## [What is required]
Starting at the line that contains "of the rocky", print every remaining line of the entries, unchanged, and output nothing more.

## [Given records]
=== Section Start ===

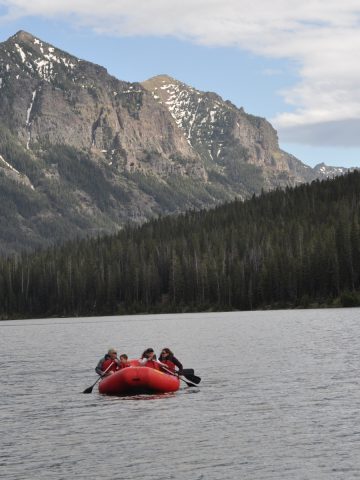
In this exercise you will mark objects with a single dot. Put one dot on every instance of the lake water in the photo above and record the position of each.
(279, 398)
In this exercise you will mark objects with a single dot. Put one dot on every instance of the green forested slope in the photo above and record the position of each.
(290, 248)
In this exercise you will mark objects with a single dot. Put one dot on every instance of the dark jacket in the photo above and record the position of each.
(171, 362)
(99, 369)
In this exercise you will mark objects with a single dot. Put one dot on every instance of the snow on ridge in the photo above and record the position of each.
(28, 123)
(21, 52)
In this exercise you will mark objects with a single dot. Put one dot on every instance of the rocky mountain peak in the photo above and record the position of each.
(82, 152)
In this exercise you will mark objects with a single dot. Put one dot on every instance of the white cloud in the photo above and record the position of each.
(321, 37)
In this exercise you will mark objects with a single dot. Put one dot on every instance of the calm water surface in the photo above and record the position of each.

=== Section End ===

## [Solution]
In this exercise you will mark objects with a single dot. Put one dot on every instance of the rocky mountain peak in the photo above and record the position of each.
(82, 152)
In this exercise you will mark objects with a single dot. Put one dot on every instance of the white cloud in the photo above and record the position of each.
(321, 37)
In this exercise you will mark objects with a single dot. Put one dot on every instance of the calm water surface in the photo above and record the position of each.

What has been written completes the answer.